# Written exercise
Recast the listing below as a numbered list, one line per item, skipping blank lines and omitting the picture markers.

# Data for this task

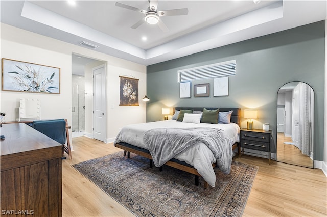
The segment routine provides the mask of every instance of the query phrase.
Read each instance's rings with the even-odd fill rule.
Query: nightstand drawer
[[[240,143],[241,147],[242,148],[259,150],[263,151],[270,151],[269,143],[243,139],[241,141]]]
[[[270,140],[270,135],[269,133],[241,131],[240,133],[240,139],[243,140],[250,140],[254,141],[269,143]]]

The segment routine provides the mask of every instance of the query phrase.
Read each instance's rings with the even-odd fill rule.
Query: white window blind
[[[178,82],[235,75],[235,60],[177,71]]]

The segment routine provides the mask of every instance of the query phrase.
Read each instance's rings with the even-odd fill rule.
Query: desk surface
[[[61,157],[61,144],[24,123],[3,124],[0,134],[5,137],[0,140],[2,171],[18,161],[25,165]]]

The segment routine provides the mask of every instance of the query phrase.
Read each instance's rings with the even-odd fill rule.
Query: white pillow
[[[201,121],[201,117],[202,116],[202,114],[185,113],[184,114],[183,122],[199,124],[200,121]]]

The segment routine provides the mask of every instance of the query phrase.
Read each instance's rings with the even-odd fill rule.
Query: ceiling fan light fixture
[[[154,12],[148,13],[145,15],[145,21],[149,24],[151,25],[154,25],[159,22],[159,16]]]

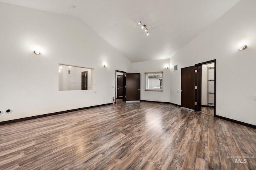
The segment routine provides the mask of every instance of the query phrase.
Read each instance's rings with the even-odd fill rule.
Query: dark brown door
[[[81,89],[82,90],[88,90],[87,87],[87,74],[88,71],[83,71],[82,72],[82,85]]]
[[[126,101],[140,100],[140,73],[126,73]]]
[[[124,96],[124,76],[117,75],[117,98],[123,99]]]
[[[197,105],[196,107],[196,111],[200,111],[202,110],[202,65],[196,66],[197,73],[196,73],[196,86],[197,89],[196,90],[196,101],[197,101]]]
[[[195,66],[181,68],[181,107],[195,110]]]

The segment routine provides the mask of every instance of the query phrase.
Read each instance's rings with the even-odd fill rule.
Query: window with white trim
[[[145,72],[147,91],[163,91],[163,72]]]

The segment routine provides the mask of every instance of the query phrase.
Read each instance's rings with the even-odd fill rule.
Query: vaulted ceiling
[[[0,0],[78,17],[132,62],[171,57],[240,0]],[[76,6],[71,9],[70,6]],[[138,24],[146,25],[149,35]]]

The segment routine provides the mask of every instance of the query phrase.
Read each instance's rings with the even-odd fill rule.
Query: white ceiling
[[[0,0],[83,21],[132,62],[171,57],[240,0]],[[70,6],[76,6],[72,10]],[[146,35],[140,20],[149,31]]]

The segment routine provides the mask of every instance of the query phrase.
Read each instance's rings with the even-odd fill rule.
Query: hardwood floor
[[[118,102],[0,128],[1,170],[256,167],[256,129],[169,104]]]

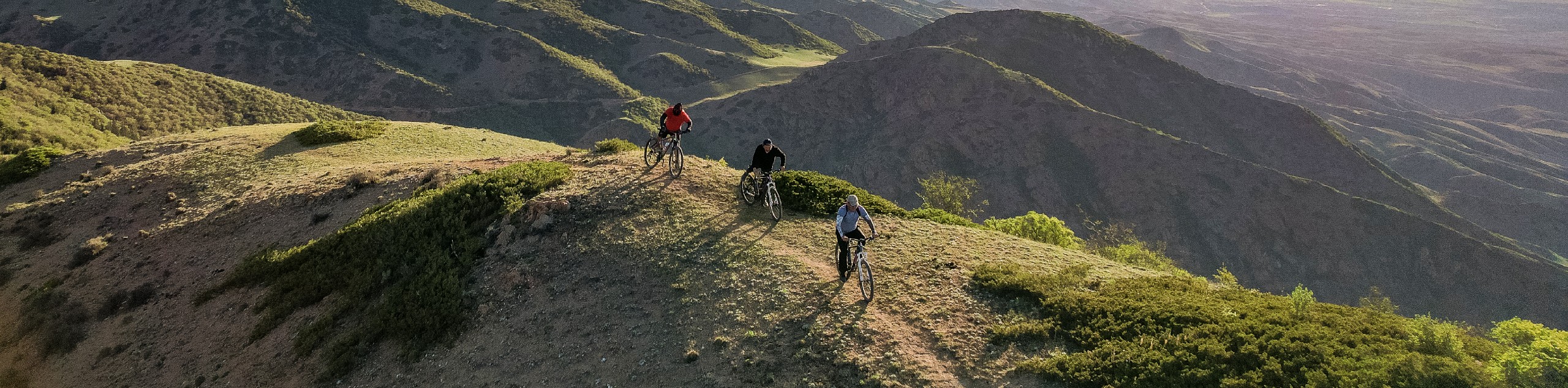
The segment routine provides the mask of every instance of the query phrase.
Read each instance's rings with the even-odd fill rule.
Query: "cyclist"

# Right answer
1. The segment routine provides the mask of every instance of the query phrase.
2. Read each instance's rings with the even-odd fill rule.
3. Query: nightstand drawer
4. [[[240,143],[241,147],[242,148],[259,150],[263,151],[270,151],[269,143],[243,139],[241,141]]]
5. [[[270,140],[270,135],[269,133],[241,131],[240,133],[240,139],[243,140],[250,140],[254,141],[269,143]]]
6. The segment routine provides the mask of every instance of the query phrase.
7. Read each instance's rings with the even-odd fill rule.
8. Query: white window blind
9. [[[178,82],[235,75],[235,60],[177,71]]]
10. The segment routine provides the mask of every instance of the query phrase.
11. Read each instance's rings with the even-odd fill rule.
12. Query: desk surface
13. [[[61,157],[61,144],[24,123],[3,124],[0,134],[5,137],[0,140],[2,171],[18,161],[25,165]]]
14. The segment routine provides the mask of every instance of the query phrase.
15. Read each instance's rings with the even-odd fill rule.
16. Query: white pillow
17. [[[201,121],[201,117],[202,116],[202,114],[185,113],[184,114],[183,122],[199,124],[200,121]]]
18. The segment routine provides the mask of every instance of the query phrase.
19. Read each instance's rings with the even-odd fill rule.
20. Query: ceiling fan light fixture
21. [[[154,12],[148,13],[145,15],[145,21],[149,24],[151,25],[154,25],[159,22],[159,16]]]
22. The segment routine provides the mask of every instance of the query phrase.
23. Read each instance's rings with the even-odd fill rule.
24. Query: dark brown door
25. [[[81,89],[82,90],[88,90],[87,87],[87,74],[88,71],[83,71],[82,72],[82,85]]]
26. [[[126,101],[140,100],[140,73],[126,73]]]
27. [[[124,96],[124,76],[117,75],[117,98],[123,99]]]
28. [[[197,105],[196,107],[196,111],[200,111],[202,110],[202,65],[196,66],[197,73],[196,73],[196,86],[197,89],[196,90],[196,101],[197,101]]]
29. [[[195,66],[181,68],[181,107],[195,110]]]
30. The segment routine provides the mask of every instance of the query phrase.
31. Read each instance's rings with the even-odd fill rule.
32. Query: window with white trim
33. [[[145,72],[147,91],[163,91],[163,72]]]
34. The segment routine provides the mask of every instance of the query phrase.
35. Read each instance's rings with the even-odd fill rule.
36. Query: vaulted ceiling
37. [[[0,0],[78,17],[132,62],[171,57],[240,0]],[[76,6],[71,9],[70,6]],[[138,24],[146,25],[149,35]]]
38. The segment routine provides the mask of every instance of the query phrase.
39. Read each instance's rings with the even-odd fill rule.
40. Query: white ceiling
41. [[[0,0],[83,21],[132,62],[171,57],[240,0]],[[70,6],[76,6],[72,10]],[[146,35],[140,20],[149,31]]]
42. The segment routine provides the mask of every instance of the query phrase.
43. Read each instance's rings with the even-odd fill rule.
44. Query: hardwood floor
45. [[[118,102],[0,128],[1,170],[256,167],[256,129],[169,104]]]
46. The segment routine provides the mask of every instance of the query phrase.
47. Read each instance's rings with the even-odd fill rule.
48. Query: "cyclist"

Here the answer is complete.